* Tekstfragment:
Gepubliceerd 04 november 2015 | Door tom ribbens
Het is een prachtige herfst dit jaar. En hij duurt lang, omdat er nog weinig storm en strenge vorst is geweest, waardoor de blaadjes langzaam aan de bomen kleuren, loslaten en in dikke lagen hier in het bos de aarde bedekken. Maar ook in de stad, zag ik vandaag in Tilburg, waar het blad met een bladblazer wordt bijeen geblazen en in grote karren wordt weggevoerd naar een grote composthoop ergens aan de rand van de stad.
Het is herfst in de tuin rondom ons huis en in de moestuin van Pluk&Plenty. Als ik de hond uitlaat hier in het bos, voelt het alsof we in de herfst wonen. Het is een bijzonder jaargetijde, omdat er alles inzit. De oogsttijd, waarbij de bloemen van de plant vruchten zijn geworden, zoals de pompoen, courgette, tomaten, paprika, komkommer. Daarna vergaan de planten en vormen op die manier weer compost voor de planten van het volgend voorjaar. De vruchten dragen weer zaden in zich, de potentie voor het nieuwe leven. De natuur laat zien dat sterven en geboren worden hand in hand gaan, dat het leven zich in een cyclus ontvouwt. Zo is het in de natuur buiten ons, maar ook in onze binnenwereld.

* Gegeven data:
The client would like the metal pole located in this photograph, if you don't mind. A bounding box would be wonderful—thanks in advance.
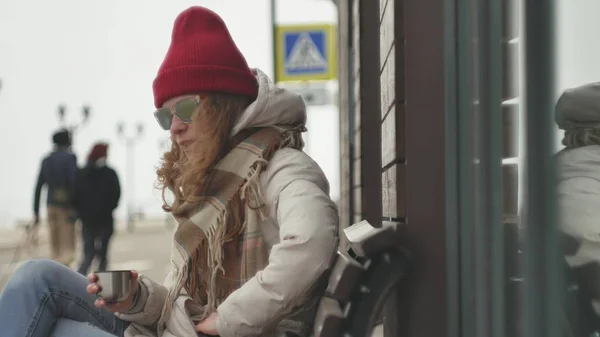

* Te doen: Herhaal letterlijk het stuk uit de tekst over de herfst dat begint bij de woorden "Het is herfst" en stopt na "in onze binnenwereld.".

* Uitgevoerde opdracht:
Het is herfst in de tuin rondom ons huis en in de moestuin van Pluk&Plenty. Als ik de hond uitlaat hier in het bos, voelt het alsof we in de herfst wonen. Het is een bijzonder jaargetijde, omdat er alles inzit. De oogsttijd, waarbij de bloemen van de plant vruchten zijn geworden, zoals de pompoen, courgette, tomaten, paprika, komkommer. Daarna vergaan de planten en vormen op die manier weer compost voor de planten van het volgend voorjaar. De vruchten dragen weer zaden in zich, de potentie voor het nieuwe leven. De natuur laat zien dat sterven en geboren worden hand in hand gaan, dat het leven zich in een cyclus ontvouwt. Zo is het in de natuur buiten ons, maar ook in onze binnenwereld.